======== Texte fourni
Il ne faut pas négliger les bienfaits du vote populaire qui met les politiciens sous un certain contrôle, presqu’une sorte de menace salutaire pour essayer de les préserver de leur hubris naturelle. Mais il ne saurait s’exercer utilement qu’avec d’infinies précautions pour éviter que le remède ne soit plus grave que le mal qu’il serait censé soigner. Dans les matières locales, il serait certainement plus pertinent car les citoyens savent mieux que les technocrates ce dont ils ont besoin pour organiser leur quotidien. Dans les questions nationales ou sociétales, il devrait avoir fonction exceptionnelle de véto plus que d’édification de la loi. Il est souhaitable de préserver le rôle des élus pour tamiser et approfondir la délibération. Curieusement ce sont les mêmes qui dénoncent la disparition des corps intermédiaires et l’abaissement des édiles et qui s’enthousiasment avec frénésie pour cette initiative citoyenne qui y contribuerait plus que tout en supprimant tout relais entre le peuple et le pouvoir toujours accaparé par ceux qui savent le mieux le manœuvrer.
================
======== Liste
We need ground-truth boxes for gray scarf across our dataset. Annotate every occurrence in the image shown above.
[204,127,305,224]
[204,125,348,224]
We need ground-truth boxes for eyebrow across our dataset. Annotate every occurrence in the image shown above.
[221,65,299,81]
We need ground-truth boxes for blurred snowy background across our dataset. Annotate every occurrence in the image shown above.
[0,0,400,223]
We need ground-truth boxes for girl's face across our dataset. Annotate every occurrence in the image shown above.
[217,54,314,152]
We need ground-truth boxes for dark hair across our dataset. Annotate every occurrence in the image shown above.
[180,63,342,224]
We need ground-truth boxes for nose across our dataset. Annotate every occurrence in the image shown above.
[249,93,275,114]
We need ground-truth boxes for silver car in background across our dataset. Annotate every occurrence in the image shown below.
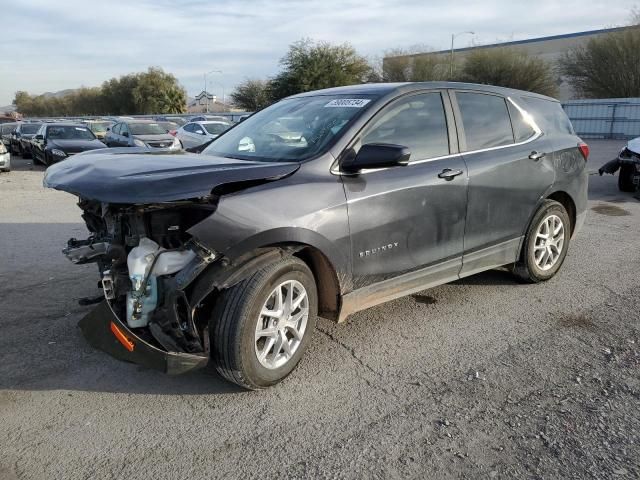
[175,120,233,148]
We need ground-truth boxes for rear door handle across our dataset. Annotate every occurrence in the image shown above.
[529,150,547,160]
[438,168,464,181]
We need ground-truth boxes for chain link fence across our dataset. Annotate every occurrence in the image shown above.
[562,98,640,140]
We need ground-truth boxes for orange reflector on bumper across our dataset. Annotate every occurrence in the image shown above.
[111,322,135,352]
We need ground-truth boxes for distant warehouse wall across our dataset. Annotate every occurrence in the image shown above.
[382,26,635,101]
[562,98,640,139]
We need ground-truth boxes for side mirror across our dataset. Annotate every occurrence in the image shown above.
[341,143,411,173]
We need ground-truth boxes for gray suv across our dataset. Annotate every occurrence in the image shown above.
[44,83,589,389]
[103,120,182,150]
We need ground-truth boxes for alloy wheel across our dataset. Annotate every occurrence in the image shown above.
[533,215,564,271]
[255,280,309,370]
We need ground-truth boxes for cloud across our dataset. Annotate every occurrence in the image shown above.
[0,0,634,105]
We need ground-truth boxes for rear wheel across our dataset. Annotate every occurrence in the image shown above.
[209,257,318,390]
[618,165,636,192]
[512,200,571,283]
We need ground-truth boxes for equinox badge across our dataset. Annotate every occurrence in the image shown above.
[360,242,398,258]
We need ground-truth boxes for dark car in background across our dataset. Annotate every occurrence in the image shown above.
[31,123,107,166]
[157,120,180,137]
[44,82,589,389]
[104,120,182,150]
[189,115,233,123]
[81,120,114,140]
[153,115,187,127]
[10,122,42,158]
[0,122,19,150]
[174,120,233,148]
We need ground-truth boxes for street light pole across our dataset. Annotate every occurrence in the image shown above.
[449,32,475,80]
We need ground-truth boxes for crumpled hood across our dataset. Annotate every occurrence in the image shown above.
[43,149,299,204]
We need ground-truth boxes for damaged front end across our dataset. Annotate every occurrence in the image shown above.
[43,149,299,374]
[63,200,217,374]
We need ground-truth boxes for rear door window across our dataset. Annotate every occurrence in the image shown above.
[362,92,449,161]
[507,102,536,142]
[456,92,514,151]
[523,97,574,135]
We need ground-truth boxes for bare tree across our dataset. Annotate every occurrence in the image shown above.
[462,48,558,96]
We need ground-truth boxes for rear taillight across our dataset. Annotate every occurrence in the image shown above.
[578,142,589,161]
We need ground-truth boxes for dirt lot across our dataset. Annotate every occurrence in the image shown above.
[0,141,640,480]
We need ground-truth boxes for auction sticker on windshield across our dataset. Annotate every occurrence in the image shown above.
[325,98,371,108]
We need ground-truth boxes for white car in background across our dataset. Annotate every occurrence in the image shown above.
[0,142,11,172]
[175,120,233,148]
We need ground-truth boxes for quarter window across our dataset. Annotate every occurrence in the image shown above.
[456,92,513,151]
[361,92,450,160]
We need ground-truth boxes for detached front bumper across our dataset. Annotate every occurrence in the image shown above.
[78,300,209,375]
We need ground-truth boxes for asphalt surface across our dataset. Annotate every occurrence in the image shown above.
[0,141,640,480]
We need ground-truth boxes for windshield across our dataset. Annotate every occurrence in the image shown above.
[89,122,112,133]
[202,123,231,135]
[202,95,373,162]
[47,125,96,140]
[20,123,42,135]
[129,123,167,135]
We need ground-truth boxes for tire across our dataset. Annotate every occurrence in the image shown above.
[209,257,318,390]
[618,165,636,192]
[512,200,571,283]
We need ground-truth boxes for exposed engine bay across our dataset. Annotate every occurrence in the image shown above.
[63,199,217,353]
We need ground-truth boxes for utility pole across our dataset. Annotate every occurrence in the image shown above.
[204,70,224,113]
[449,32,475,80]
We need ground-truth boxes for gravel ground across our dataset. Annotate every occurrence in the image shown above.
[0,141,640,480]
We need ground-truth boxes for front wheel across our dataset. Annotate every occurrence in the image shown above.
[512,200,571,283]
[209,257,318,390]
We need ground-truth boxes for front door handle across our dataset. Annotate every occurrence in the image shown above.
[438,168,464,181]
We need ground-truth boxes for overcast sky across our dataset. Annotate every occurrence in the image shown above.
[0,0,638,106]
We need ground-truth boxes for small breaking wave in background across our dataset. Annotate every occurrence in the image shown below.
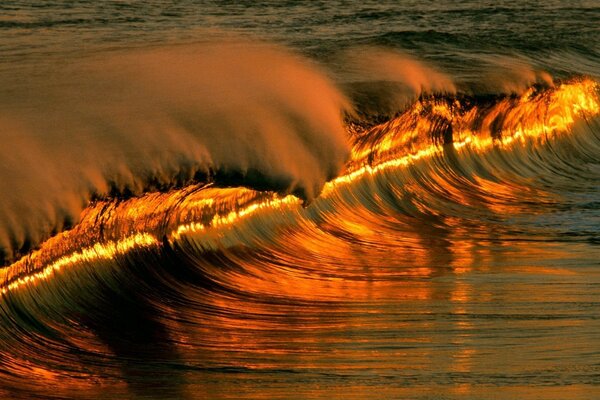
[0,2,600,399]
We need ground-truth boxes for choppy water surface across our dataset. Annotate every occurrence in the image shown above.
[0,1,600,399]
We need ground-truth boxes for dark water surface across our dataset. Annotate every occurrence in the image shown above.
[0,0,600,399]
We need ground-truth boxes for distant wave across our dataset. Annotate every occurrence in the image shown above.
[1,78,600,292]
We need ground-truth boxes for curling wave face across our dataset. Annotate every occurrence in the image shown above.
[0,79,600,293]
[0,73,600,398]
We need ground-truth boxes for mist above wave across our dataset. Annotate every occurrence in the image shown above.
[0,41,349,258]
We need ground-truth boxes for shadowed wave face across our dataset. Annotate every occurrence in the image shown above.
================
D'après le texte sur le vote populaire, quelle fonction ce vote devrait-il avoir dans les questions nationales ou sociétales ?

▶ Tâche accomplie
Une fonction exceptionnelle de véto plus que d'édification de la loi.